- Work instruction
Look below for the line with "Indicate every instance of the white top", then give it again exactly, along with every line that comes after it, the final line included.

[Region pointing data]
:::
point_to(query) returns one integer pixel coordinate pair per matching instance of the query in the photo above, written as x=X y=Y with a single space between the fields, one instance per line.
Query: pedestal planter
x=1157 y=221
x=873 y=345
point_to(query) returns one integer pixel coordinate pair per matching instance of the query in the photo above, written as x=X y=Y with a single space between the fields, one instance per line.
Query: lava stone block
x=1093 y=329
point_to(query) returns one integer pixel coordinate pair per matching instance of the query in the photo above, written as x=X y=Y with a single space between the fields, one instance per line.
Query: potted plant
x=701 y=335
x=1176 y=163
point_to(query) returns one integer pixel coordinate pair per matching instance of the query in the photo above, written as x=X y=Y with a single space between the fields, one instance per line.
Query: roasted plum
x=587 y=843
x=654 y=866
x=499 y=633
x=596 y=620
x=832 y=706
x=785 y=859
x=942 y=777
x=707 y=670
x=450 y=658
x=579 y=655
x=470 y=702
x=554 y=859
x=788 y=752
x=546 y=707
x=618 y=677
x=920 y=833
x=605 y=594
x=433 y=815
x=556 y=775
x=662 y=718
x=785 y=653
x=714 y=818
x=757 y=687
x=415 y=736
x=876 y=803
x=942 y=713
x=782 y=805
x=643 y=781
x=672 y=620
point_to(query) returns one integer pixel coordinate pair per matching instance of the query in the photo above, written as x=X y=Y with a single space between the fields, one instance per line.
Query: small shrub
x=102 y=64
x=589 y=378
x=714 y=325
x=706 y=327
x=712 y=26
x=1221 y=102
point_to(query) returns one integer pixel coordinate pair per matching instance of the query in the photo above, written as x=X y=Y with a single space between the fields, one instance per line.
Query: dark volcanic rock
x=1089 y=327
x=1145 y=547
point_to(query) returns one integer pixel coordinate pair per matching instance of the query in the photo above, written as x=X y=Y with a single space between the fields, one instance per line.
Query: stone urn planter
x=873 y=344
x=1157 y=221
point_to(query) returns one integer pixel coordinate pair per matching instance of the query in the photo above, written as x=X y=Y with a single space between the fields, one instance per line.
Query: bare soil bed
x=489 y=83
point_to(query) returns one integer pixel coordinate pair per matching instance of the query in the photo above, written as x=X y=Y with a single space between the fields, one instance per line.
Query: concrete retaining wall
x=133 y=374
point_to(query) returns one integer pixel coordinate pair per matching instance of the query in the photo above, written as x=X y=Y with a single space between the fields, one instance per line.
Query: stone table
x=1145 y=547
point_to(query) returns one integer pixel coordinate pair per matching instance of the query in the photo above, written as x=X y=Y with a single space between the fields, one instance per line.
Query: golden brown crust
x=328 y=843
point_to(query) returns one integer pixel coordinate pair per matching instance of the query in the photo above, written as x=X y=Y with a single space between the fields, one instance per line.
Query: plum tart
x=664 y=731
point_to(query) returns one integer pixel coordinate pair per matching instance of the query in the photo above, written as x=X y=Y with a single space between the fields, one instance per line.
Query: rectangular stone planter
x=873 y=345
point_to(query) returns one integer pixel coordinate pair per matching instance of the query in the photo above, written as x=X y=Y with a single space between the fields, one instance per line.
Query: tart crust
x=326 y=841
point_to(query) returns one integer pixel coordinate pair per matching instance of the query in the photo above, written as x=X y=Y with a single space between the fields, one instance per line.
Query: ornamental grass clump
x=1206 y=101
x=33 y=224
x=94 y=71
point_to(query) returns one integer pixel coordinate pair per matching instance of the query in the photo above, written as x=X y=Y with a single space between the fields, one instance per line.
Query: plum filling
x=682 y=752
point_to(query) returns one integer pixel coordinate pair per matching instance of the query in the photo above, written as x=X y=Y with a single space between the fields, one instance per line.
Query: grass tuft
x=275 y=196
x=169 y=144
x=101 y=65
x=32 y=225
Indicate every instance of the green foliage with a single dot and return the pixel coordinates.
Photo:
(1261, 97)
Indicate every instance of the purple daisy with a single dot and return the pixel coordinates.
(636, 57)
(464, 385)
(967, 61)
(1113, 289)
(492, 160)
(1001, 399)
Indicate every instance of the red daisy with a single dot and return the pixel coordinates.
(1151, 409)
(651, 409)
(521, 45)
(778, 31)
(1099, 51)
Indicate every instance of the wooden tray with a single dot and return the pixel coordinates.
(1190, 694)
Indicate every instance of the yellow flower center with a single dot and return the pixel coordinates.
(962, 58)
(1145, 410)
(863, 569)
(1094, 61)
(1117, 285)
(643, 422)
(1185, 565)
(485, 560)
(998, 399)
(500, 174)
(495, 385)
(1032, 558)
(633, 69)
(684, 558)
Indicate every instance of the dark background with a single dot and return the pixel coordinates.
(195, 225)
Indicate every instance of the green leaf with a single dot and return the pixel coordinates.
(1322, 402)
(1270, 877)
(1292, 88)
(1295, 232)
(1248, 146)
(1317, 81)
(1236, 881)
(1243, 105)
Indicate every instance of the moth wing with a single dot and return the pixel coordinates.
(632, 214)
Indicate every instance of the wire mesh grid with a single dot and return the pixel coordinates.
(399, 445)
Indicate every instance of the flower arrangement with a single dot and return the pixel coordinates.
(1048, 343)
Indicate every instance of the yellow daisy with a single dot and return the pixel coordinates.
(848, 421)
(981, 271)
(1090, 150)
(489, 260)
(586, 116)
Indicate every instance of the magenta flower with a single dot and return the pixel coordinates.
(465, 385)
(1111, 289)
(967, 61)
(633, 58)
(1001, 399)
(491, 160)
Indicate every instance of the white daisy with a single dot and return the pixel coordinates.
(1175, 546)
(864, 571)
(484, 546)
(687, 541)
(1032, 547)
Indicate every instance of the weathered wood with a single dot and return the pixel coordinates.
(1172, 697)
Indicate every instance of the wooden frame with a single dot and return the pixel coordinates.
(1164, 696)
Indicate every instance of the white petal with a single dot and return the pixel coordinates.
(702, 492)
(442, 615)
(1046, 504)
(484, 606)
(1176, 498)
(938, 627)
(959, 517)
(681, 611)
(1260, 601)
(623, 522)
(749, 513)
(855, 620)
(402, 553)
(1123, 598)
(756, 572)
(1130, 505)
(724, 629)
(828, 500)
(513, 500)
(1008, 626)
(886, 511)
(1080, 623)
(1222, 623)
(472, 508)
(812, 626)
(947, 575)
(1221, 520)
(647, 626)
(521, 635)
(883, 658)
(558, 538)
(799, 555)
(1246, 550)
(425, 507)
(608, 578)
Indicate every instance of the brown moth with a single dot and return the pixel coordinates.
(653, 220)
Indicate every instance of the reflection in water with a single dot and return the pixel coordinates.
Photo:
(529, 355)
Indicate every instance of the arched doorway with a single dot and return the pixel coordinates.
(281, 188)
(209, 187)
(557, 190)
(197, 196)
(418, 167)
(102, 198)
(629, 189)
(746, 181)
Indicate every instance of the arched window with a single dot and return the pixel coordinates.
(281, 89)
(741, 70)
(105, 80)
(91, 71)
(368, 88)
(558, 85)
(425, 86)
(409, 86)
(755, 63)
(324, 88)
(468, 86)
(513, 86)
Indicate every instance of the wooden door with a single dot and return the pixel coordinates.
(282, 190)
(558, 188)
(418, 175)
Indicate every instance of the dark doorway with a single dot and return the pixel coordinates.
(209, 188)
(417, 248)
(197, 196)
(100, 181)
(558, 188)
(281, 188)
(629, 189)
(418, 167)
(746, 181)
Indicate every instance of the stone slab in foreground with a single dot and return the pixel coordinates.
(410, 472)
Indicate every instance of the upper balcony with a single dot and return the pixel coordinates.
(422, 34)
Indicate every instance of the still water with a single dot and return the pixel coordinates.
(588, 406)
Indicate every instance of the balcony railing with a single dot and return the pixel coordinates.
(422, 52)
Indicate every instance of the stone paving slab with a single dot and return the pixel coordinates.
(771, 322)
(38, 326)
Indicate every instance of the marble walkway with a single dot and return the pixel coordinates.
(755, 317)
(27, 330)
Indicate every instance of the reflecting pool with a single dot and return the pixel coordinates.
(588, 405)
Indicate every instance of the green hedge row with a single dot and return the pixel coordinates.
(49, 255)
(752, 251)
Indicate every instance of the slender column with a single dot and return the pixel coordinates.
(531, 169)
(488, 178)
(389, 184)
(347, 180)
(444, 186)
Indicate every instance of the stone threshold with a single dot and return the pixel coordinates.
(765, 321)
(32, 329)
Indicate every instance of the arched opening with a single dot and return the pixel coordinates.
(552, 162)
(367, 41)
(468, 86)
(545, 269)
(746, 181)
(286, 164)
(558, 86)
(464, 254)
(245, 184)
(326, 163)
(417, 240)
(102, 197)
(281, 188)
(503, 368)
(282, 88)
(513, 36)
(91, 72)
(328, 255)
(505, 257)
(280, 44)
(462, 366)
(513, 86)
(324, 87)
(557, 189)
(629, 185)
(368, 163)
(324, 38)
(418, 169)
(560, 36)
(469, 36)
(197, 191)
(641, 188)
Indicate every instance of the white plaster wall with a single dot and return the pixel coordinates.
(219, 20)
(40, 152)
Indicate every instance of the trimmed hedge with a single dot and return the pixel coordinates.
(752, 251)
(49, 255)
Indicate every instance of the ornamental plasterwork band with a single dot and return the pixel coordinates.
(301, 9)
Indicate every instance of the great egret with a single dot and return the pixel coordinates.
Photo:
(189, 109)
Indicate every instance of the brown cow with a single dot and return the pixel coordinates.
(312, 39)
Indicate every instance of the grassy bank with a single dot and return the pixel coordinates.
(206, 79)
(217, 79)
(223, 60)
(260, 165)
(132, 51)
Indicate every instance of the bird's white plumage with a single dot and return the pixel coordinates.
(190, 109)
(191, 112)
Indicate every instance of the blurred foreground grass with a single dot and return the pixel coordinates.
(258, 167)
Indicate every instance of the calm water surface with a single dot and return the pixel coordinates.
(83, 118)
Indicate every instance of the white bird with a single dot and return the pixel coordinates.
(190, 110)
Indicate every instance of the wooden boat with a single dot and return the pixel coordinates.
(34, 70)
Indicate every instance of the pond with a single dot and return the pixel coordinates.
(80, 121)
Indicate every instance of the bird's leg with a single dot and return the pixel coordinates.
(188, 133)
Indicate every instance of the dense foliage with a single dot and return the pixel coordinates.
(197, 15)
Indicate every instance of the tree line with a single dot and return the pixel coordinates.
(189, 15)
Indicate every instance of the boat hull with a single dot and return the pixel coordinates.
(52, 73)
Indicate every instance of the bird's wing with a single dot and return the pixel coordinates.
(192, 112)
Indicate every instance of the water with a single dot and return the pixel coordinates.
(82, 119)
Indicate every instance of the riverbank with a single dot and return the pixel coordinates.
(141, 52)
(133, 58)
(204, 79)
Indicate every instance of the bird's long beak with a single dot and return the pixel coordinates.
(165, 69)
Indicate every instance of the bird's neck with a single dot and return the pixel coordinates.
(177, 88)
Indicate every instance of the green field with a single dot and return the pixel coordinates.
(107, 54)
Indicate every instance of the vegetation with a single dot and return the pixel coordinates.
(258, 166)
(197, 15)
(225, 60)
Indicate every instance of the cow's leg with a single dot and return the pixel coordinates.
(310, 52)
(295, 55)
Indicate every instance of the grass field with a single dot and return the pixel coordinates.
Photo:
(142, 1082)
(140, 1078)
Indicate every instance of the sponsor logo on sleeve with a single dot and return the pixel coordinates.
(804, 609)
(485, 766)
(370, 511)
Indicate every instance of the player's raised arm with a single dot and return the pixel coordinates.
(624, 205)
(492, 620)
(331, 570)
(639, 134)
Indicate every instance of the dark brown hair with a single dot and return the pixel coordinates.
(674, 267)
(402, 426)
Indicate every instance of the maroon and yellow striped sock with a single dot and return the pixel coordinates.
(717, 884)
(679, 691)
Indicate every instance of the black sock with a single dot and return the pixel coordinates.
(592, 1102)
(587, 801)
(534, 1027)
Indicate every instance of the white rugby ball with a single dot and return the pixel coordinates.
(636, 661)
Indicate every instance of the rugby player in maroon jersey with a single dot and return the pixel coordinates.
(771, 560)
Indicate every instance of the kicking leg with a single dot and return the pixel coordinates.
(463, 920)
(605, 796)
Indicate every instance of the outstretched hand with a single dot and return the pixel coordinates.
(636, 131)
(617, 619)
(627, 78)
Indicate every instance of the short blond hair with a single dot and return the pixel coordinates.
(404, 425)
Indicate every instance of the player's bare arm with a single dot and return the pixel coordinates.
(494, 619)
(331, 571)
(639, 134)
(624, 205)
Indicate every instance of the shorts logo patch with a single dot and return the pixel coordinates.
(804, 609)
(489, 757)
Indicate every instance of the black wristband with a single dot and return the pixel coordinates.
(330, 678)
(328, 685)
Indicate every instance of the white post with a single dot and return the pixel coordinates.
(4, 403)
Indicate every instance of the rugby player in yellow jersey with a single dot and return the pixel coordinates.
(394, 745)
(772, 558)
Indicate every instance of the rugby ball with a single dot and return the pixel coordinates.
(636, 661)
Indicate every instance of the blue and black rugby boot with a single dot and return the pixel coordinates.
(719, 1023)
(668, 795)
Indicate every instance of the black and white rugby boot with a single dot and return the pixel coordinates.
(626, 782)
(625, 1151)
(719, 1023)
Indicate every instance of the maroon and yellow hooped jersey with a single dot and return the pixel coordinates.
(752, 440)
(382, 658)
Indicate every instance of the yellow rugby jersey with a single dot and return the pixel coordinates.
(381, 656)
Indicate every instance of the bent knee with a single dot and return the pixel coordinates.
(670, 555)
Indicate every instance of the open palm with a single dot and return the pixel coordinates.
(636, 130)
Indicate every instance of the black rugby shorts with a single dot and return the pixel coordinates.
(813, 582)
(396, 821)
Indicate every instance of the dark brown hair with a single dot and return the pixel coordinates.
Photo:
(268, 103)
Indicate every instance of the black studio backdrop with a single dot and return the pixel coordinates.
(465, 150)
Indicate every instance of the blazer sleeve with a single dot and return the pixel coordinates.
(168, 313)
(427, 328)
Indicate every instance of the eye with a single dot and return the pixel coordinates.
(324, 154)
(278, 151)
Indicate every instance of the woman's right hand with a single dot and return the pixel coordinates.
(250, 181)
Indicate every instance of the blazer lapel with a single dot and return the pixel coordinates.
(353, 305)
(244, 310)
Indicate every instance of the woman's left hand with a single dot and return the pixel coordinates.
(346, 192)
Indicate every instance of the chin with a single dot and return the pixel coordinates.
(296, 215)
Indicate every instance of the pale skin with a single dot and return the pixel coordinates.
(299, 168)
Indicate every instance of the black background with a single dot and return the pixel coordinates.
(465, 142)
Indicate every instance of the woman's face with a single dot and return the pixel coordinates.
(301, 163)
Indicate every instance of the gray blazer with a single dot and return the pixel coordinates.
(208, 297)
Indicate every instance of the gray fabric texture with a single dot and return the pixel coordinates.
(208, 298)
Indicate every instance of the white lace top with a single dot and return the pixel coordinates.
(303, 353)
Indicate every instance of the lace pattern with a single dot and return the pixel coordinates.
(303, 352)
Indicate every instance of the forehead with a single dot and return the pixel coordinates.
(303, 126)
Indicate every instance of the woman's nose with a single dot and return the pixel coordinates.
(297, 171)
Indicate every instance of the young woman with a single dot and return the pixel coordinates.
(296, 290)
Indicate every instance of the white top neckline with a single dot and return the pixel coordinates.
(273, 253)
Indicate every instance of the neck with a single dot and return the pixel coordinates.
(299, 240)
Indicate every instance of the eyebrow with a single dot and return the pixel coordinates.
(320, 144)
:::
- Answer space
Indicate every instance of the white top neckline with a single dot and return the pixel coordinates.
(273, 253)
Indicate every instance of the neck with a single dot and return the pixel coordinates.
(299, 240)
Indicate every instance of the eyebrow with a single dot and return the pixel coordinates.
(320, 144)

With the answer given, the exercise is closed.